Alıştırma Bölümleri:
a) Kur'an okuma biçimine dair metinden "5. Yine İbn" ifadesinden "nakletmektedirler." ifadesine kadar uzanan bölümü hiçbir değişiklik yapmadan alıntılayın.
b) Girdiler arasından "rocky" kelimesini içeren her satırı ayıklayıp olduğu gibi yazın. Büyük ve küçük harf ayrımı dikkate alınır.

Metin:
■ ■ ■ ■ ■ ■ ■

4. Yine İbn Sirin'den
rivayet edildiğine göre Ebu Bekir (r.a.) gizlice Kur'an okurdu. Ömer (r.a) ise
yüksek sesle Kur'an okurdu. Niçin böyle yaptıkları kendilerine sorulunca, Ebu
Bekir (r.a) şöyle dedi: Ben, Kur'an okurken Rabbime gizlice sesleniyorum. Ve O,
benim kendisinden ne istediğimi bilir. Hz. Ömer de şöyle dedi: Ben, böyle
okumakla şeytanı kovuyor, uyuklayanı da uyandırıyorum. Bu ayet-i kerime nazil
olunca, Hz. Ebu Bekir'e: Sen sesini biraz yükselt, Hz. Ömer'e de: Sen de sesini
biraz alçalt denildi. Bunu da et -Taberi ve başkaları nakletmişlerdir.
5. Yine İbn Abbas'dan
rivayet edildiğine göre bunun anlamı: Gündüz namazında cehren okuma, gece
namazında da içten okuma, demektir. Bunu da Yahya b. Selam ile ez-Zehravı
nakletmektedirler.

■ ■ ■ ■ ■ ■ ■

Veri Kesiti:

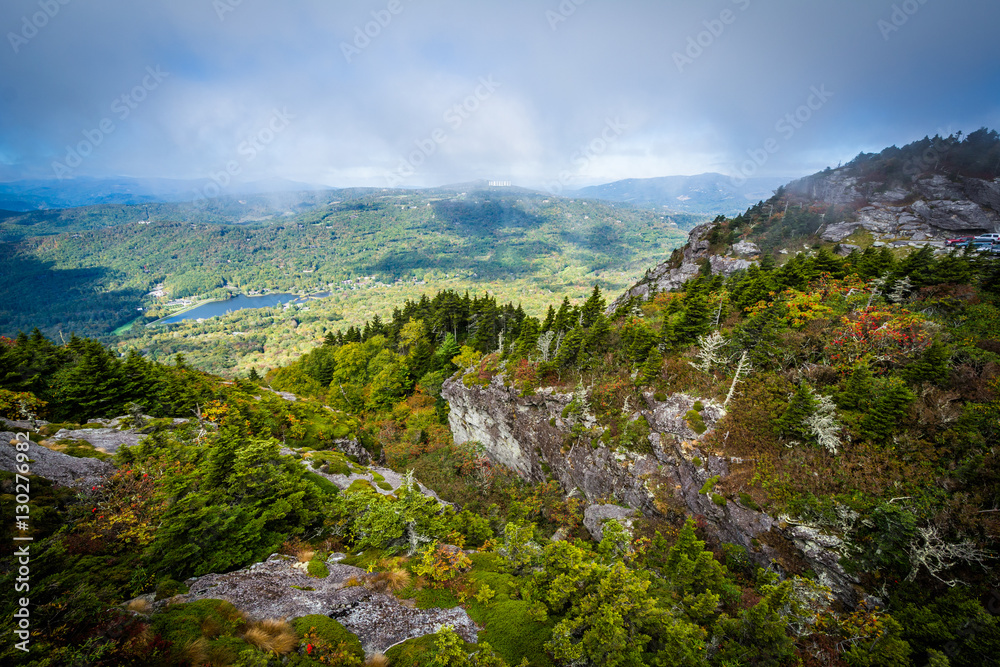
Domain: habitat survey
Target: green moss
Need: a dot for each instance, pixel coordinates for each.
(427, 598)
(694, 420)
(325, 485)
(183, 623)
(360, 486)
(329, 630)
(167, 588)
(510, 630)
(317, 568)
(748, 501)
(709, 484)
(485, 562)
(336, 462)
(636, 437)
(416, 652)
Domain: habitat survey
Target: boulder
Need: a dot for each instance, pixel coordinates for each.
(276, 588)
(595, 516)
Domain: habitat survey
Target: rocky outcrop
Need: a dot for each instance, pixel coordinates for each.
(595, 516)
(671, 275)
(932, 208)
(107, 440)
(671, 473)
(277, 588)
(60, 468)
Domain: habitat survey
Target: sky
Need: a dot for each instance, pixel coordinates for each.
(553, 94)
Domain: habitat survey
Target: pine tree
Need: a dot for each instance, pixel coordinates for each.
(593, 307)
(652, 367)
(884, 417)
(802, 405)
(858, 390)
(932, 366)
(571, 348)
(696, 319)
(550, 319)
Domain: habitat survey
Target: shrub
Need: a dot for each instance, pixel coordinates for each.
(329, 639)
(709, 484)
(694, 420)
(272, 635)
(317, 568)
(167, 588)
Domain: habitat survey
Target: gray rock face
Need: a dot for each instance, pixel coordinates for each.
(55, 466)
(746, 248)
(380, 620)
(530, 435)
(665, 276)
(108, 440)
(932, 208)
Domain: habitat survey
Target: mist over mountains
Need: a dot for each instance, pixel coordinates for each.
(709, 193)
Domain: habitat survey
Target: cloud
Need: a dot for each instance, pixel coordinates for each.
(698, 85)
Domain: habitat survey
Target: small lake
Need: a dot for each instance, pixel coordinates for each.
(240, 302)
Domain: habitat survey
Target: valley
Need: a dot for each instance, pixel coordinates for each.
(527, 431)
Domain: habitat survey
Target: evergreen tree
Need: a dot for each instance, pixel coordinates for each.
(651, 368)
(885, 415)
(593, 307)
(802, 405)
(932, 365)
(570, 351)
(696, 320)
(550, 319)
(92, 387)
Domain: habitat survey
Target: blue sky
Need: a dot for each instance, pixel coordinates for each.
(540, 92)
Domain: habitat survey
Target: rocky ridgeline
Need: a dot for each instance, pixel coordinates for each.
(535, 436)
(280, 588)
(668, 275)
(930, 210)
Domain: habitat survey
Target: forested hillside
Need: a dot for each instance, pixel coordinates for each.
(91, 277)
(789, 459)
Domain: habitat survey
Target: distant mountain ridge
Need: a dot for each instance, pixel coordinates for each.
(46, 194)
(709, 194)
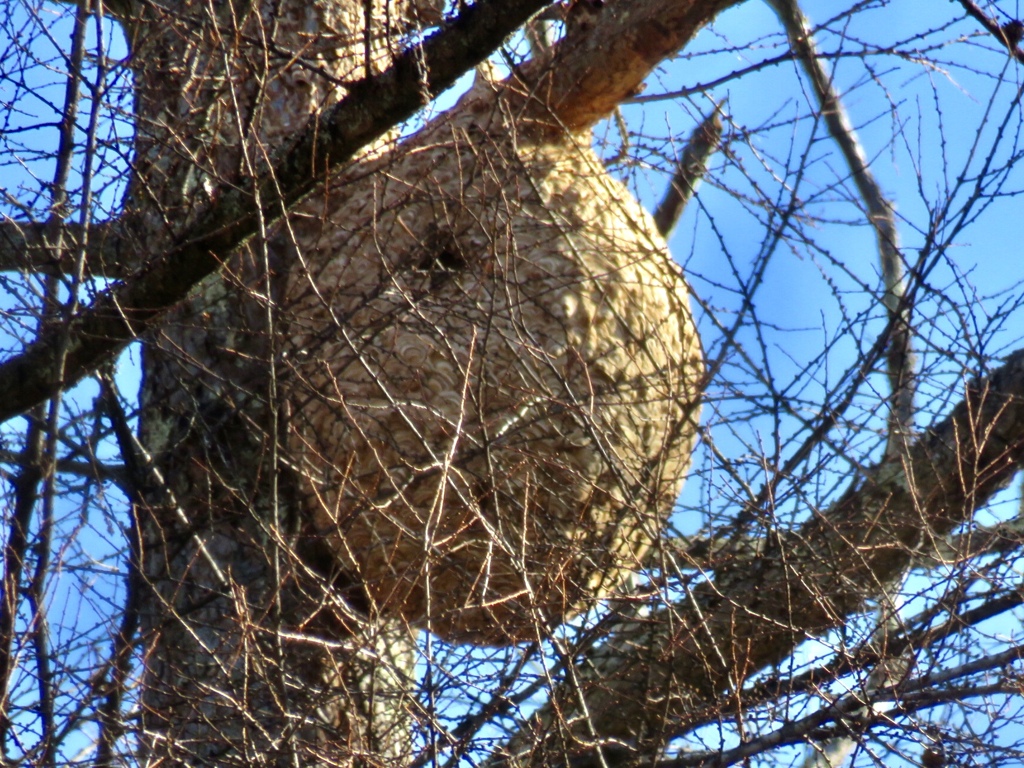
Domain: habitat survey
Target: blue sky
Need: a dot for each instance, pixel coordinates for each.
(933, 112)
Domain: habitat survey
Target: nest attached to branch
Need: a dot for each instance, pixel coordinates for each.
(495, 377)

■ ■ ■ ■ ■ ■ ■

Görev Çözümleri:
a)
5. Yine İbn Abbas'dan
rivayet edildiğine göre bunun anlamı: Gündüz namazında cehren okuma, gece
namazında da içten okuma, demektir. Bunu da Yahya b. Selam ile ez-Zehravı
nakletmektedirler.

b)
Target: rocky outcrop
Target: rocky ridgeline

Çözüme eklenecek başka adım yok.